◆ **EXERCISE DIRECTIONS**: Rewrite the lines from the one containing "trackpad in the photo above." through the last line below, inclusive, changing "player-positioning feed" to "player-tracking feed" and keeping everything else the same.

........

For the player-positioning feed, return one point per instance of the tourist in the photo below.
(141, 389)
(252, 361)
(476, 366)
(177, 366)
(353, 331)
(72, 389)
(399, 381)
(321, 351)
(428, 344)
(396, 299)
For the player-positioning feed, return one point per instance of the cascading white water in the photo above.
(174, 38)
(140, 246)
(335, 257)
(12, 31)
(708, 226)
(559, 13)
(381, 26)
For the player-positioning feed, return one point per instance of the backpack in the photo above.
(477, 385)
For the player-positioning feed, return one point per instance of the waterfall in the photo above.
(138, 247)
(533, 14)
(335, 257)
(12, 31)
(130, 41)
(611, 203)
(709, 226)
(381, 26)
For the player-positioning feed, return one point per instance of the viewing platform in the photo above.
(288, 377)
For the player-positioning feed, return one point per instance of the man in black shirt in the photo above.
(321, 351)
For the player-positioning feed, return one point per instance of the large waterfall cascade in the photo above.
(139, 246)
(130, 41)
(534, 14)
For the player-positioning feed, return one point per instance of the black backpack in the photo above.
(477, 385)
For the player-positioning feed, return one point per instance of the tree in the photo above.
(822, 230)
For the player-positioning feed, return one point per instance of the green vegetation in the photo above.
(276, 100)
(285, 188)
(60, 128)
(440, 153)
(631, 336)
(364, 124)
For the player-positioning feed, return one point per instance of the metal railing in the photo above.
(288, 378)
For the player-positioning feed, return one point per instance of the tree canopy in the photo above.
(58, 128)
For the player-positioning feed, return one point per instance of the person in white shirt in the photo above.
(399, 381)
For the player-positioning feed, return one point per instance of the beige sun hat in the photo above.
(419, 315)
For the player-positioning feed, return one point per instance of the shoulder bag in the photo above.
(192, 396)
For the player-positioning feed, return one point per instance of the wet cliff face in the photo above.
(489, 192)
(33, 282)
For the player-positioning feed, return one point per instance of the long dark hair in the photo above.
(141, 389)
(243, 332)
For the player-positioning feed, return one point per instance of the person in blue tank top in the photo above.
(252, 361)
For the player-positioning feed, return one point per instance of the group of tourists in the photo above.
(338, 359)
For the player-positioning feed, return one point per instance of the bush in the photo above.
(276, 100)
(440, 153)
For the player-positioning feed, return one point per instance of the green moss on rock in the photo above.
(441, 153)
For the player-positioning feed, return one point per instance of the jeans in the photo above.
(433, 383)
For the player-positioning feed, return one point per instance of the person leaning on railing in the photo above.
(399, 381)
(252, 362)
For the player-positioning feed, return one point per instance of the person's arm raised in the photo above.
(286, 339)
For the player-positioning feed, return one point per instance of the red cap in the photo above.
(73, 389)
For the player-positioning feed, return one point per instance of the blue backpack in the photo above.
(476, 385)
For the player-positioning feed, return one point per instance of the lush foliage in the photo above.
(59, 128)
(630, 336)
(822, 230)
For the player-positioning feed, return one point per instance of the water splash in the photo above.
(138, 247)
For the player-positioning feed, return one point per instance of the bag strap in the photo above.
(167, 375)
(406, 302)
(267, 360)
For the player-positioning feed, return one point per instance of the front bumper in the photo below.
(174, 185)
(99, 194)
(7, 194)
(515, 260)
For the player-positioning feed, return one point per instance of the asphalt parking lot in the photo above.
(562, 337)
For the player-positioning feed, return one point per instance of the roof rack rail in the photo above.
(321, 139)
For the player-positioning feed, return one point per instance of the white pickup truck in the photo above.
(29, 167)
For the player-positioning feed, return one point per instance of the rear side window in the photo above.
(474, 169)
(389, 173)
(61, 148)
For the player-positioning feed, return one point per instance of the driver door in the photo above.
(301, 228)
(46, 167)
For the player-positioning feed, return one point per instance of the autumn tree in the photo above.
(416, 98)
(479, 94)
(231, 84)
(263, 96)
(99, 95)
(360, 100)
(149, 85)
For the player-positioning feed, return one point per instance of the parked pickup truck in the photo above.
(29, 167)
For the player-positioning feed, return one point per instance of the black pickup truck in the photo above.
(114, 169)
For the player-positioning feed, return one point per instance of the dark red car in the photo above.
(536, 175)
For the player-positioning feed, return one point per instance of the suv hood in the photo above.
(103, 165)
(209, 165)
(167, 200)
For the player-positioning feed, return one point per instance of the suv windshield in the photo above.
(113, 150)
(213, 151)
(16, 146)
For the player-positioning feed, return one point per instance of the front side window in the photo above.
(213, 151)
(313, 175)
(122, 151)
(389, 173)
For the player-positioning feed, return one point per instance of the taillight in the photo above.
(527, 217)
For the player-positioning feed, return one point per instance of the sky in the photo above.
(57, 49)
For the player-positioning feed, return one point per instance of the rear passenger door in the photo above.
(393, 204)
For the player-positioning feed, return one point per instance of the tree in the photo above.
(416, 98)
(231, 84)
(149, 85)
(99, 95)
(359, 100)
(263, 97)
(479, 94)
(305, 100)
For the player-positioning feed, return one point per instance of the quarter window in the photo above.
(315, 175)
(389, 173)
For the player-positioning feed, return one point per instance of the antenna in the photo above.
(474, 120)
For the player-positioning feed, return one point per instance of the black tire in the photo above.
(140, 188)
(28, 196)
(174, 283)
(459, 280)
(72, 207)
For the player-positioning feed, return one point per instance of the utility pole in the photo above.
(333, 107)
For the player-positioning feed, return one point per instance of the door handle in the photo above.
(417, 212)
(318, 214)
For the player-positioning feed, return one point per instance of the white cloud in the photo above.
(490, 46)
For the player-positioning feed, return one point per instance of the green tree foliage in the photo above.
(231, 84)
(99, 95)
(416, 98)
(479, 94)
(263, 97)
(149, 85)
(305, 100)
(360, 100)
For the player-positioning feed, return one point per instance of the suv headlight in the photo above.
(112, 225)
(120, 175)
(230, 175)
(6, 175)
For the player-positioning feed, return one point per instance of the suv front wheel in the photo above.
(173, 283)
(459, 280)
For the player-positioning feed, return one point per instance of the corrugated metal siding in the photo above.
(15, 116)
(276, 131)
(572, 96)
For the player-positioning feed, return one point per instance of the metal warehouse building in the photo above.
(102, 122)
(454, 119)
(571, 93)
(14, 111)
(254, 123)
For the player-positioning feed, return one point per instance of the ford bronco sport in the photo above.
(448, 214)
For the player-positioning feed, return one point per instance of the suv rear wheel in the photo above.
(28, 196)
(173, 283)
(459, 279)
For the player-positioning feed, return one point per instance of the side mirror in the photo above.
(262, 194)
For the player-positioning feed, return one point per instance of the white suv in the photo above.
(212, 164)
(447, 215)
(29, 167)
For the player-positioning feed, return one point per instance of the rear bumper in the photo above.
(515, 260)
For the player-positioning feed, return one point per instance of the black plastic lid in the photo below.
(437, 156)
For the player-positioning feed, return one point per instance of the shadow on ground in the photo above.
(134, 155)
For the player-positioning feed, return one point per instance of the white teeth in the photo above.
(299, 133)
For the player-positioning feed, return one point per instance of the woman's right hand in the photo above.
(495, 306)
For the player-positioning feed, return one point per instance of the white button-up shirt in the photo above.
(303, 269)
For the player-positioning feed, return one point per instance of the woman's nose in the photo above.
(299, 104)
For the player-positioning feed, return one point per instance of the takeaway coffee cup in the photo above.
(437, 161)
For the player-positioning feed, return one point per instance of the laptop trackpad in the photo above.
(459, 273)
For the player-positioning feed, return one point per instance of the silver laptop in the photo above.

........

◆ **ANSWER TO THE EXERCISE**:
For the player-tracking feed, return one point per instance of the laptop trackpad in the photo above.
(459, 273)
For the player-tracking feed, return one point per instance of the silver laptop in the photo above.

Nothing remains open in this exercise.